GOAL:
Please repeat everything from the line containing "Find the **black" down to the end of the rows, swapping "soft top" for "hardtop" and leaving all else unchanged.

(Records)
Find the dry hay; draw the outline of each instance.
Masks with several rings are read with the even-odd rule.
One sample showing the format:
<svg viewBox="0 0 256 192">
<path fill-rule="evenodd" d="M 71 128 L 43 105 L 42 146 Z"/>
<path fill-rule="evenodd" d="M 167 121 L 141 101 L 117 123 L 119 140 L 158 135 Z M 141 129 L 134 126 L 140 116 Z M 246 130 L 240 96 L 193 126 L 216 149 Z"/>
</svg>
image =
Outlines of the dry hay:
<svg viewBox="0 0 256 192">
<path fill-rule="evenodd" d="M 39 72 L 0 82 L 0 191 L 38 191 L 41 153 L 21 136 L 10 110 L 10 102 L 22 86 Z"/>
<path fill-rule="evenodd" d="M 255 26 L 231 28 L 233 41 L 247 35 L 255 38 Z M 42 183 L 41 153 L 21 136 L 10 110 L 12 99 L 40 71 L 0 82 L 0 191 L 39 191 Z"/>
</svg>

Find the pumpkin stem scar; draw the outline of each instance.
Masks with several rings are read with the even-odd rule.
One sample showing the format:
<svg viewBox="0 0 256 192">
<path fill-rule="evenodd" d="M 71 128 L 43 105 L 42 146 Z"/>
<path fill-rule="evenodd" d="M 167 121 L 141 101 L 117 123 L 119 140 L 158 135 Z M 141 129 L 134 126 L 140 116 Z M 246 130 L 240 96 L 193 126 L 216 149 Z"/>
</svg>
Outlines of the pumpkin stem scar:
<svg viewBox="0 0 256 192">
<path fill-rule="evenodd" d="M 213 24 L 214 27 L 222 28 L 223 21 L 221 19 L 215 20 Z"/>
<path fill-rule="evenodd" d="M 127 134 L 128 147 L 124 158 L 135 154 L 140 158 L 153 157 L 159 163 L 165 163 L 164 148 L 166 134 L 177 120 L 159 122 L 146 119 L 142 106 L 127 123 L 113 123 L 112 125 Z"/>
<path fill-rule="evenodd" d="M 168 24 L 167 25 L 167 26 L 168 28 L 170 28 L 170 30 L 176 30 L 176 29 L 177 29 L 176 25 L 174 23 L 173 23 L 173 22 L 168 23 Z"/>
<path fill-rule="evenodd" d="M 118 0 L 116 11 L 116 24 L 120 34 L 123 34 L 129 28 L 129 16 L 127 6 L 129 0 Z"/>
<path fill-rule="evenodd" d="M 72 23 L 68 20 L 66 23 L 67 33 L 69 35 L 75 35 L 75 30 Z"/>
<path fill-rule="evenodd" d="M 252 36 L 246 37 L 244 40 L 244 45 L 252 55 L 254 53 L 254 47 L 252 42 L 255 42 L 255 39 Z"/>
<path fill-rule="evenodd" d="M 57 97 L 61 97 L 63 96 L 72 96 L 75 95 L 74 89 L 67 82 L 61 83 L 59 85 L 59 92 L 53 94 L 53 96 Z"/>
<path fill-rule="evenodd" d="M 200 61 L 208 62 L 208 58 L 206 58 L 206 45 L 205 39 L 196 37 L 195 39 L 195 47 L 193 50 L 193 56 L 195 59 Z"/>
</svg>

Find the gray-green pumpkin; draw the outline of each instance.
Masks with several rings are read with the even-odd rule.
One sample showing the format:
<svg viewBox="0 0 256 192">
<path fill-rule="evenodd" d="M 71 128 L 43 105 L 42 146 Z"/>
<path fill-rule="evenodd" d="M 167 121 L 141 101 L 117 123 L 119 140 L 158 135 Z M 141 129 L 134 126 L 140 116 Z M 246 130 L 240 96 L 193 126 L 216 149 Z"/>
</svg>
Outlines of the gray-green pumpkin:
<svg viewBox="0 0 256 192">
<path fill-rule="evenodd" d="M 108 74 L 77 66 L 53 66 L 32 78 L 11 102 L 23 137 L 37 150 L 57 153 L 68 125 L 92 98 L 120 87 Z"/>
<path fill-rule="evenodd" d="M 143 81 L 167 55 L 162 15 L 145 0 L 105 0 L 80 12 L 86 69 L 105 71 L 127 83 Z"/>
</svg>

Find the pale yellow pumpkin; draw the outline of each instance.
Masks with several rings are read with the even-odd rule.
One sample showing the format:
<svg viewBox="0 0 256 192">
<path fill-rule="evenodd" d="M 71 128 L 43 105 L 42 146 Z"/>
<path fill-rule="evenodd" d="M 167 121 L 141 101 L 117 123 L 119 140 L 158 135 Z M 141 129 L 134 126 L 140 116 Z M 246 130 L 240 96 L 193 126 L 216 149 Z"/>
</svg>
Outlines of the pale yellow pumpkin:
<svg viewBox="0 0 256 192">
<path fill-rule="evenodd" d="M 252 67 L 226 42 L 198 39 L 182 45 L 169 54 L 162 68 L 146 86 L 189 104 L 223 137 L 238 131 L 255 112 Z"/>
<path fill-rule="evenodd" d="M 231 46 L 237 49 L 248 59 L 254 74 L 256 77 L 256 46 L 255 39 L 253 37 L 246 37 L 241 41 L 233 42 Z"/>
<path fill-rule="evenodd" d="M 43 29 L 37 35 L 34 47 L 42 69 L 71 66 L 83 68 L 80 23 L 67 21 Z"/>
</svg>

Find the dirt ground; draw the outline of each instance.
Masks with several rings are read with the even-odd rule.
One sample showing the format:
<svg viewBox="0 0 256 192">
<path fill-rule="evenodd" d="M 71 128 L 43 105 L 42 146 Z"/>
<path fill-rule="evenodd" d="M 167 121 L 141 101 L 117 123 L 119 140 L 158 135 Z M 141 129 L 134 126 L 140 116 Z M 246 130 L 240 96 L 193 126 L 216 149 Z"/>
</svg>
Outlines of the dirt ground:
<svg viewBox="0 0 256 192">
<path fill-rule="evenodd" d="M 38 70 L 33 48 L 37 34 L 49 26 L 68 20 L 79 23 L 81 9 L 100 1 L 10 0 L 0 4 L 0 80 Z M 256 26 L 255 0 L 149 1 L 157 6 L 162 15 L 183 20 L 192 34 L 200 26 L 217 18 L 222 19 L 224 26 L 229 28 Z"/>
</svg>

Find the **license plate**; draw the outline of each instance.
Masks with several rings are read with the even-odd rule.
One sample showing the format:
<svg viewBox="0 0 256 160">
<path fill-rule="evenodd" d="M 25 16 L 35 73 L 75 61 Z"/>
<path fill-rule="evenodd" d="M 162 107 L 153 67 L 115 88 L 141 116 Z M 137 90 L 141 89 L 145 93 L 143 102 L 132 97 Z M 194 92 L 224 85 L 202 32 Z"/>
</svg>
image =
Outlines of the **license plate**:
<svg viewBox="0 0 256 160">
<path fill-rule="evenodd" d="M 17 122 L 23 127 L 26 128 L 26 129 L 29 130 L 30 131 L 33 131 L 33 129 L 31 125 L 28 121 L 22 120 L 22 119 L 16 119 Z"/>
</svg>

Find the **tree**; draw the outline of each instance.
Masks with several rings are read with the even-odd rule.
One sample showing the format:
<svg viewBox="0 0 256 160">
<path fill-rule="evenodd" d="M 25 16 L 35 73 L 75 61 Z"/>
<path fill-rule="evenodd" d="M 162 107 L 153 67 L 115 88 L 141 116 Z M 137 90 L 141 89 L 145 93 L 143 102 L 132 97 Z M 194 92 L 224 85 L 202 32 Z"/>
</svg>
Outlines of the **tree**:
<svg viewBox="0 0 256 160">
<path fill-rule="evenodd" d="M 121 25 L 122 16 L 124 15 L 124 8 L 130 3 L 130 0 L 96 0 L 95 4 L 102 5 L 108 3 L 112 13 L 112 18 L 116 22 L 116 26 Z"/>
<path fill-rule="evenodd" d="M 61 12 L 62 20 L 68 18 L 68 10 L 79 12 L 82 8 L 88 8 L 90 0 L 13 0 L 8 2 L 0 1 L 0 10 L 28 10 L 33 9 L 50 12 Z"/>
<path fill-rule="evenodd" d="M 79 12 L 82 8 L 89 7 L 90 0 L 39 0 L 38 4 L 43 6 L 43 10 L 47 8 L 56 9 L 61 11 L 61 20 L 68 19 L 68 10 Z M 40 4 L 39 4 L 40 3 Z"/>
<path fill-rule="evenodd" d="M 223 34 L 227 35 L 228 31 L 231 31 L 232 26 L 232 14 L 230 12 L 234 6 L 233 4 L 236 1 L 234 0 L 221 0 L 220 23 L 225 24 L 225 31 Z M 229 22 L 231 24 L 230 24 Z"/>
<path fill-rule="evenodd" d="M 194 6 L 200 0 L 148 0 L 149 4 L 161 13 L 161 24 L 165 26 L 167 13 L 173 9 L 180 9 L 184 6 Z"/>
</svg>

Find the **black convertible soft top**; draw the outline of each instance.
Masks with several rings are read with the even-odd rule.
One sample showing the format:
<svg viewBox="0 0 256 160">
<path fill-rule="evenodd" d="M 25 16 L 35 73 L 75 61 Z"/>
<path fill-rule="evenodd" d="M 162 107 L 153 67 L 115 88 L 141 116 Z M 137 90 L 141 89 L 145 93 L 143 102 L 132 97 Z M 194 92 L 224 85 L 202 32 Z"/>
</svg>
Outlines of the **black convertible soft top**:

IN RESPONSE:
Find the **black convertible hardtop**; draw the outline of each instance.
Masks with several rings are read with the even-odd rule.
One sample showing the format:
<svg viewBox="0 0 256 160">
<path fill-rule="evenodd" d="M 25 16 L 35 73 L 75 61 Z"/>
<path fill-rule="evenodd" d="M 162 107 L 153 67 L 115 88 L 141 116 Z M 137 90 L 141 89 L 145 93 L 143 102 L 132 97 Z M 194 92 L 224 85 L 202 32 Z"/>
</svg>
Outlines of the **black convertible hardtop**:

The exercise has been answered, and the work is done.